> What you will do
Please find every line in the records below that contains the word "white" and copy each one. Case counts.
━━━
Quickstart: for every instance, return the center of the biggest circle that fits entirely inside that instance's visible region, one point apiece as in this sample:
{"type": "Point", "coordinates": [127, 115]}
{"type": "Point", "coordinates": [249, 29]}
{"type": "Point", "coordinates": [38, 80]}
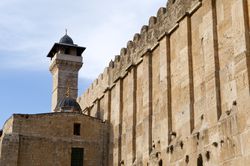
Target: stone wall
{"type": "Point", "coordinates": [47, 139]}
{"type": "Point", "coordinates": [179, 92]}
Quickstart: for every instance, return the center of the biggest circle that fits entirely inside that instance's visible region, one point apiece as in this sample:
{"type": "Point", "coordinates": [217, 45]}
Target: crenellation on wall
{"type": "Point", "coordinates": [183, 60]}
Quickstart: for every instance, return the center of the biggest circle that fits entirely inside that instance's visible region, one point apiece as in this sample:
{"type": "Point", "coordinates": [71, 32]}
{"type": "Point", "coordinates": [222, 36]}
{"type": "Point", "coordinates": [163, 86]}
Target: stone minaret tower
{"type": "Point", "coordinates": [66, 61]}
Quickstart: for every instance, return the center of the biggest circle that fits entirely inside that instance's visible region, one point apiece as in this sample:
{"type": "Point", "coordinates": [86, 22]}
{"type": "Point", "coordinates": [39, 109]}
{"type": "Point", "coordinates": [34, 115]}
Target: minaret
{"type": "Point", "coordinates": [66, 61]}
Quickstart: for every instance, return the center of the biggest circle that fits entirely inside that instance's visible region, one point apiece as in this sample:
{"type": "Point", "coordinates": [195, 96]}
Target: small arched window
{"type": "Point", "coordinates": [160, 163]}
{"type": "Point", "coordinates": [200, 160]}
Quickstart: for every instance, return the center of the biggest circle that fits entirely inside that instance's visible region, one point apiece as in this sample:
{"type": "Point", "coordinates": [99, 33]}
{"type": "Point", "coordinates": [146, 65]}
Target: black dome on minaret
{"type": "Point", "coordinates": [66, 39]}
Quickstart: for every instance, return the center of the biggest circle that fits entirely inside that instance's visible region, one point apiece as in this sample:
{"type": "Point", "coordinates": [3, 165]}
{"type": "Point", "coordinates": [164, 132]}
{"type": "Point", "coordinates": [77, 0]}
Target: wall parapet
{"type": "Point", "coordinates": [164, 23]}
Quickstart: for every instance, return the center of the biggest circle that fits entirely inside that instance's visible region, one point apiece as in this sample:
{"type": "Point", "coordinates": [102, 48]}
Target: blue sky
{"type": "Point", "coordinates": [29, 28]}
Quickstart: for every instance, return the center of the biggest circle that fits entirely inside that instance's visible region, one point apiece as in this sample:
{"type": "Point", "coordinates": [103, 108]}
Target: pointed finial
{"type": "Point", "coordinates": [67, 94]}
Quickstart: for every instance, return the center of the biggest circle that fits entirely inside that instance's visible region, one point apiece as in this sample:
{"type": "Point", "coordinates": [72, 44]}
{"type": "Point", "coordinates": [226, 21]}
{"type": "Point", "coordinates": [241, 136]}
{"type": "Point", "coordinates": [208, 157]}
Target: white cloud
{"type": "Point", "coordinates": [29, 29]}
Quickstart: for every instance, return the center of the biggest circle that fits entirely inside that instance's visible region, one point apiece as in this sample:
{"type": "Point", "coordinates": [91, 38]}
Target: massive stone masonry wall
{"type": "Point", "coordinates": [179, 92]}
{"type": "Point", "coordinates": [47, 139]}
━━━
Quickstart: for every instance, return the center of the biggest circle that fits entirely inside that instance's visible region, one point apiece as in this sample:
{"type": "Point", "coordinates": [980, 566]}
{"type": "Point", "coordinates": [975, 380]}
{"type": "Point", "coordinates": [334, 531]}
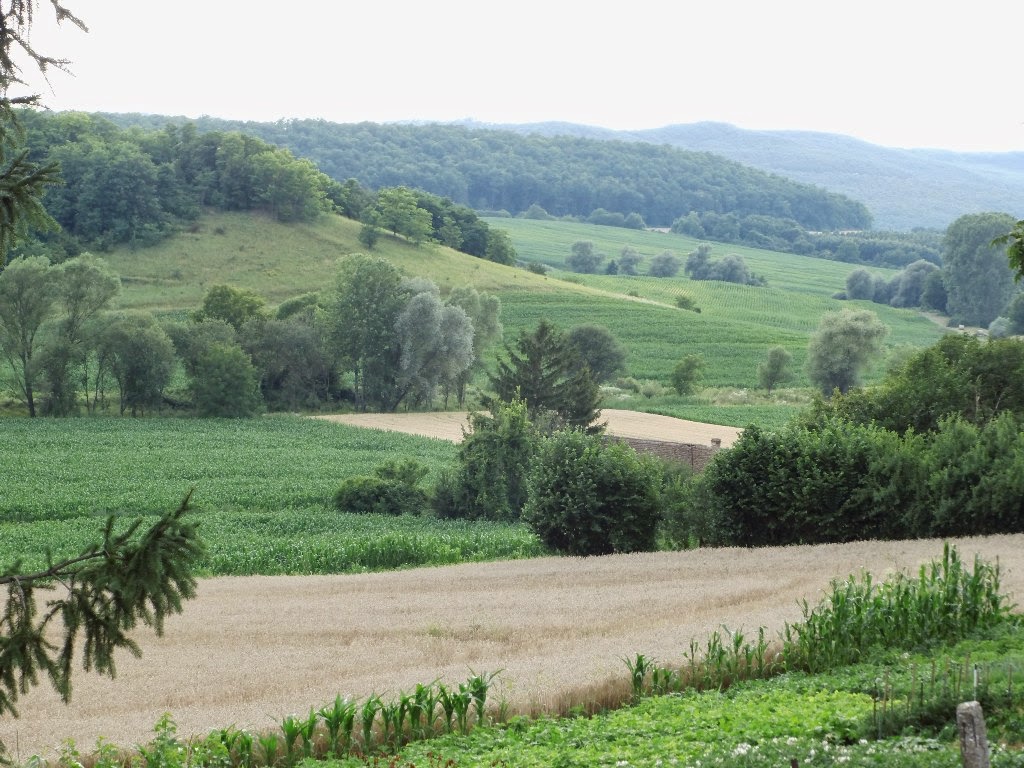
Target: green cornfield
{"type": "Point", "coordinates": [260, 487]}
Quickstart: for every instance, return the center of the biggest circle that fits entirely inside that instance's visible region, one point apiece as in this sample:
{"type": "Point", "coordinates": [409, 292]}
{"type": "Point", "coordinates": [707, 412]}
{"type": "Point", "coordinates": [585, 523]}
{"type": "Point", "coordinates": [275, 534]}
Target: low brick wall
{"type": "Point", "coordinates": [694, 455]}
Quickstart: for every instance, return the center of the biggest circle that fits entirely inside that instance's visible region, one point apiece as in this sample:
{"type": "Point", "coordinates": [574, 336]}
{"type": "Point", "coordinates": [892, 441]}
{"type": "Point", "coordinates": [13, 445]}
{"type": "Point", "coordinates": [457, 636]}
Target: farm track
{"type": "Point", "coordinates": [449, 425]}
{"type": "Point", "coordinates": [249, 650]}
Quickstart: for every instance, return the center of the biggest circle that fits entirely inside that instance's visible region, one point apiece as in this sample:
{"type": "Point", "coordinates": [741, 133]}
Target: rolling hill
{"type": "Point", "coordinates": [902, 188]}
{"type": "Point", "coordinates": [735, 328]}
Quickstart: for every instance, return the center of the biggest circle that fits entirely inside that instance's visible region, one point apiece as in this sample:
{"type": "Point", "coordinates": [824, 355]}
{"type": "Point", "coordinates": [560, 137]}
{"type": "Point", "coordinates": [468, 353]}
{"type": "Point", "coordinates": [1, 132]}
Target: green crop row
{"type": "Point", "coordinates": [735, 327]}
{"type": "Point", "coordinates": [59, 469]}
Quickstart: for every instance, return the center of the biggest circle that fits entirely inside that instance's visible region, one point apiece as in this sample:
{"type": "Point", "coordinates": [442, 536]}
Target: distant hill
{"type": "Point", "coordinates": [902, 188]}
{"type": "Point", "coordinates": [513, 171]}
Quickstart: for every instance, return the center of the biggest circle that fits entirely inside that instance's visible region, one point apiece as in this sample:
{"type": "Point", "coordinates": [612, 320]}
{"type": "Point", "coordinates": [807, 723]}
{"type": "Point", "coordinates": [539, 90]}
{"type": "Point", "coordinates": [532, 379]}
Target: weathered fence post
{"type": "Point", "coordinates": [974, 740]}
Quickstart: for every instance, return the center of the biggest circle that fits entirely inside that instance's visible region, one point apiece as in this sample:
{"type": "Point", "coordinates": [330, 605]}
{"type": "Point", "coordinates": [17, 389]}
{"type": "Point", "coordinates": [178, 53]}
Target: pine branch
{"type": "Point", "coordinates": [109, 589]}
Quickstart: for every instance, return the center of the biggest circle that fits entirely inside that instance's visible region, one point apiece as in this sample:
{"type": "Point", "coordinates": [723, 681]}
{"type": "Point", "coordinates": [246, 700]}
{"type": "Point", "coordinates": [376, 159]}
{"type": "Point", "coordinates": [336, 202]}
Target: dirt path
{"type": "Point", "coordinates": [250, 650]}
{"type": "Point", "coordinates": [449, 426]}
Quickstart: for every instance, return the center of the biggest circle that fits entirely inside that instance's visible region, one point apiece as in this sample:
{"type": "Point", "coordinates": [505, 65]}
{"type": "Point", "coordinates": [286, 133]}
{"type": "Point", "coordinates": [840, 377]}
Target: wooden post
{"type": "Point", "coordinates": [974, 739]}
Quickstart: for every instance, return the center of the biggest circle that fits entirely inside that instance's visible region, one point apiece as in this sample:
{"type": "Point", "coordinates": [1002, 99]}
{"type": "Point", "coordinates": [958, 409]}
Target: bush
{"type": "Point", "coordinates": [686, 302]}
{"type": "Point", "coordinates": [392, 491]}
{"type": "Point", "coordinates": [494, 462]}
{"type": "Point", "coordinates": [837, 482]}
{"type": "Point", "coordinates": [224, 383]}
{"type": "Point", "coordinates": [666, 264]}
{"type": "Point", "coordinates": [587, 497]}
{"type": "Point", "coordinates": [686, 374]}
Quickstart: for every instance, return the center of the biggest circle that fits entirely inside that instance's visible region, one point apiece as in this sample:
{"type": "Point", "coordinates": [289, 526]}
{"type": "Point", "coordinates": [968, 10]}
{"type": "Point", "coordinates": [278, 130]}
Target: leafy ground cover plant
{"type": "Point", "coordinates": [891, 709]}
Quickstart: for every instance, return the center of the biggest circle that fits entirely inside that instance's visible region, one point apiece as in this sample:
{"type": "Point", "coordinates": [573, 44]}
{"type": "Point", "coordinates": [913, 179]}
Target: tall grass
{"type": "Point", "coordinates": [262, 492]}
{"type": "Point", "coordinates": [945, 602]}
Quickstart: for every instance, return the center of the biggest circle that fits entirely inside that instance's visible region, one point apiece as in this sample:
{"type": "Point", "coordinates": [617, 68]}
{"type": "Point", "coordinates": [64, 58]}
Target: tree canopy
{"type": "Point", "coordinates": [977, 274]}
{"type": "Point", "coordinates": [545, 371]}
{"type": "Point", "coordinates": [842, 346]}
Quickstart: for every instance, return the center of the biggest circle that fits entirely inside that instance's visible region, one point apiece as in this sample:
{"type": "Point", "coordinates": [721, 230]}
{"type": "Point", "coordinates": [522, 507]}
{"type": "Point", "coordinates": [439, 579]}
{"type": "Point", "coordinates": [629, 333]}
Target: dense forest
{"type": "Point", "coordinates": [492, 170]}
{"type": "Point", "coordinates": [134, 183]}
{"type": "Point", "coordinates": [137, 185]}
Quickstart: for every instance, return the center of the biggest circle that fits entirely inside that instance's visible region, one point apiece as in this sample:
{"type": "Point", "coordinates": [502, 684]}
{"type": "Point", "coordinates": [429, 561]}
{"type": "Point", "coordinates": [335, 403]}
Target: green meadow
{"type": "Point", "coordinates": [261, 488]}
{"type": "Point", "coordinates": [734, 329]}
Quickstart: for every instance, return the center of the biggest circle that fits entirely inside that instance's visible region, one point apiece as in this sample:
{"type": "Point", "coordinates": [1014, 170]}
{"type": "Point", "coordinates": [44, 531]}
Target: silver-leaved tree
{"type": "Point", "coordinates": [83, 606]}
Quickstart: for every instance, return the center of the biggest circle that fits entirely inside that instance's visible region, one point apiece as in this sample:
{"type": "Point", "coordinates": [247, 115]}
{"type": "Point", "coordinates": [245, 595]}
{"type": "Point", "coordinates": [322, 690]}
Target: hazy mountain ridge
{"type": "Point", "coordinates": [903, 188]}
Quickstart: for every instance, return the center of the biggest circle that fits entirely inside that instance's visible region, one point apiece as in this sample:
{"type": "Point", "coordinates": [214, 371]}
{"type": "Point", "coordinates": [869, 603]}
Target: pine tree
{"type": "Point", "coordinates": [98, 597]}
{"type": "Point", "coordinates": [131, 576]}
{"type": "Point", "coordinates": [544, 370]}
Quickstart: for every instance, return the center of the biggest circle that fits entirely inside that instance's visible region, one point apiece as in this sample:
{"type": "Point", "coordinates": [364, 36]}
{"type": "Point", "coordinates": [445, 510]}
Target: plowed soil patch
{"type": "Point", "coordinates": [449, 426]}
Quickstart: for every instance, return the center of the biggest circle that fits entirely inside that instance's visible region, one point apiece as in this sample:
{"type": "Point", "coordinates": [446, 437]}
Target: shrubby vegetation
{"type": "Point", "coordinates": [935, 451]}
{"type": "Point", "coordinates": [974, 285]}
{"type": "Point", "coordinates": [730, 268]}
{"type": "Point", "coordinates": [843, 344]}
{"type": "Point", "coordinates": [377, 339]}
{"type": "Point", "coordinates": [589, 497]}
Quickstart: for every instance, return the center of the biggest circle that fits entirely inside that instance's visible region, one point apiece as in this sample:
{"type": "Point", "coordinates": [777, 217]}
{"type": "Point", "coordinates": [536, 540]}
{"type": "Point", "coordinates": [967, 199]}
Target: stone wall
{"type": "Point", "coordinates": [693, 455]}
━━━
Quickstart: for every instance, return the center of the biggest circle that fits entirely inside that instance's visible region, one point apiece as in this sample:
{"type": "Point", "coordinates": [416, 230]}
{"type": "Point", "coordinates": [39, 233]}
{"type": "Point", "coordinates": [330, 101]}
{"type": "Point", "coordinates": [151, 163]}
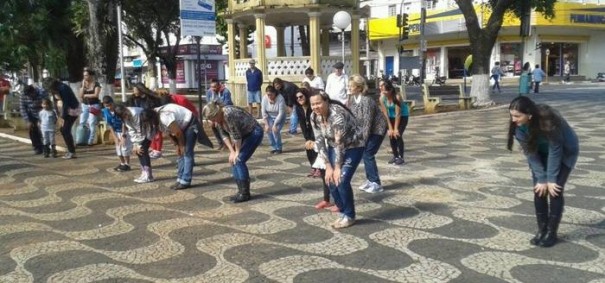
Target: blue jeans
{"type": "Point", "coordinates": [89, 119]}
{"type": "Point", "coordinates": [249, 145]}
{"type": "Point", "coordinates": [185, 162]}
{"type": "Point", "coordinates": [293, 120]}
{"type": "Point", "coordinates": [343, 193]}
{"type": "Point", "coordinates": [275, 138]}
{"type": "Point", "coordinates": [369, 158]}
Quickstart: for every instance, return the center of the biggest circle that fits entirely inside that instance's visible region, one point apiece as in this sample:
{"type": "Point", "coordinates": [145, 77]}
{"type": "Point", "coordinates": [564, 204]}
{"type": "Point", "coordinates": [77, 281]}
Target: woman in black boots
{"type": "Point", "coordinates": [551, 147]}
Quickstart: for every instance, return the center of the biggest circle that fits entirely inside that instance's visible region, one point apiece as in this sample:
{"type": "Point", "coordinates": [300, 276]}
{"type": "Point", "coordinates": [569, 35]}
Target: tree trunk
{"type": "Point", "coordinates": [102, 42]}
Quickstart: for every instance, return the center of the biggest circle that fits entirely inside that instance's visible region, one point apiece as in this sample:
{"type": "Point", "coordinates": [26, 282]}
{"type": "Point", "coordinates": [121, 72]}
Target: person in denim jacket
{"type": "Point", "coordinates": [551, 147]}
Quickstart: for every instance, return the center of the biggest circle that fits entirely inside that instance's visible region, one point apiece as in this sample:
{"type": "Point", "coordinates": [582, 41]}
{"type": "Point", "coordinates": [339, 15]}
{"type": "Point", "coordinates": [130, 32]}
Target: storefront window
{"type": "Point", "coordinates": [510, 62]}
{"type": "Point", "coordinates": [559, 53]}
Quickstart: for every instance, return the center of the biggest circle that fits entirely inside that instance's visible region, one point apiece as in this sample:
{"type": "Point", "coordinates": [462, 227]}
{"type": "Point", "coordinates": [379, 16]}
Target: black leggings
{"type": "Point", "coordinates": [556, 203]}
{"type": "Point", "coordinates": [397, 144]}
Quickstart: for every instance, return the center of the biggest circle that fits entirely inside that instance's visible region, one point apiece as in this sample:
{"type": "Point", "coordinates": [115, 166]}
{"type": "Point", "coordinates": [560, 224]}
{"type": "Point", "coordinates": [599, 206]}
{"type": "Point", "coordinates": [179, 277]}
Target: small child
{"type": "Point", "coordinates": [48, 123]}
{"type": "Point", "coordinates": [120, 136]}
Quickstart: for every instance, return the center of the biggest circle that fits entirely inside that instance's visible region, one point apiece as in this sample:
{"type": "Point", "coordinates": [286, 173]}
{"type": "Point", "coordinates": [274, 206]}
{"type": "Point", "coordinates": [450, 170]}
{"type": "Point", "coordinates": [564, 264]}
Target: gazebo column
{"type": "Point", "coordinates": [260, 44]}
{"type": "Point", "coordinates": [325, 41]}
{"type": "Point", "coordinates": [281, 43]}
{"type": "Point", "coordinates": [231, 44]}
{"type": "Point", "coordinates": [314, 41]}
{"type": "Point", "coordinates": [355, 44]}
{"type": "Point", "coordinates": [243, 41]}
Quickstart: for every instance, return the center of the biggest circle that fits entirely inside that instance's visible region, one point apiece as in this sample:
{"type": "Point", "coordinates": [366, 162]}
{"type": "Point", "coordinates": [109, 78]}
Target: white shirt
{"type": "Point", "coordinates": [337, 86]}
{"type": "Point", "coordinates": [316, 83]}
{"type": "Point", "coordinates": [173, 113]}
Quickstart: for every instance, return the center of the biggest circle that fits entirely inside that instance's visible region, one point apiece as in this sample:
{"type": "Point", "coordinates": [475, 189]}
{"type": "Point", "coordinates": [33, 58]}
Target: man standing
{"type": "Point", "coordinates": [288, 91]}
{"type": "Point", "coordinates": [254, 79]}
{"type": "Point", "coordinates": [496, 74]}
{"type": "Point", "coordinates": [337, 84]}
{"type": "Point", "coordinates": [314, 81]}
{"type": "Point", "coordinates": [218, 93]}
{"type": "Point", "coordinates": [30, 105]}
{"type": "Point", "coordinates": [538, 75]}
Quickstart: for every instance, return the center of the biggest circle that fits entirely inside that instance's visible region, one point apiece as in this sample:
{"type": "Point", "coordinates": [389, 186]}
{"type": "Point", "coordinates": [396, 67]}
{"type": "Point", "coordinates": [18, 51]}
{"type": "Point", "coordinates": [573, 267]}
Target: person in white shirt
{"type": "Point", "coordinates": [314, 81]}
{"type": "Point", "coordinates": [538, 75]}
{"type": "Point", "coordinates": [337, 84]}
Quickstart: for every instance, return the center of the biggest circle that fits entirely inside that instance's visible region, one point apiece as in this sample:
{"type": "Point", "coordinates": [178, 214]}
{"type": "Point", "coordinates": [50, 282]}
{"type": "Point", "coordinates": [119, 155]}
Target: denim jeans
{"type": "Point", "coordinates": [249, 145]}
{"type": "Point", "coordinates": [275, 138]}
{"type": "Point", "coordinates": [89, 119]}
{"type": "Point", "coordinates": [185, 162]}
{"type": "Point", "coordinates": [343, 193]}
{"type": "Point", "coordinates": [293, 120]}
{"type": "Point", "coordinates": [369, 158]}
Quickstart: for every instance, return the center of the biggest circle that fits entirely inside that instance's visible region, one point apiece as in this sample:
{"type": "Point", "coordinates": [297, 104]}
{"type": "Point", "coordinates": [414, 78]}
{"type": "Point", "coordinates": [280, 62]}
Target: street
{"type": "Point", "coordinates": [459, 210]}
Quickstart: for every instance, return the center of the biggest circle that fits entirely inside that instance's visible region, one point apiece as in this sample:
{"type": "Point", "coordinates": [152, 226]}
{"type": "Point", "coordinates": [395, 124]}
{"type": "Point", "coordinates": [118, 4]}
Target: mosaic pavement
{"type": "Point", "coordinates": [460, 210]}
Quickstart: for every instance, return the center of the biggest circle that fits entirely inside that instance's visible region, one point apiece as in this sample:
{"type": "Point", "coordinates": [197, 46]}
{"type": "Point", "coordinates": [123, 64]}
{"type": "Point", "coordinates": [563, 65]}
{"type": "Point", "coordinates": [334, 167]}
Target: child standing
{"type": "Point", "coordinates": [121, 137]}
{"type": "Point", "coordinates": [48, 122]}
━━━
> Expected answer
Target: white cloud
Target: white shirt
Target: person in white shirt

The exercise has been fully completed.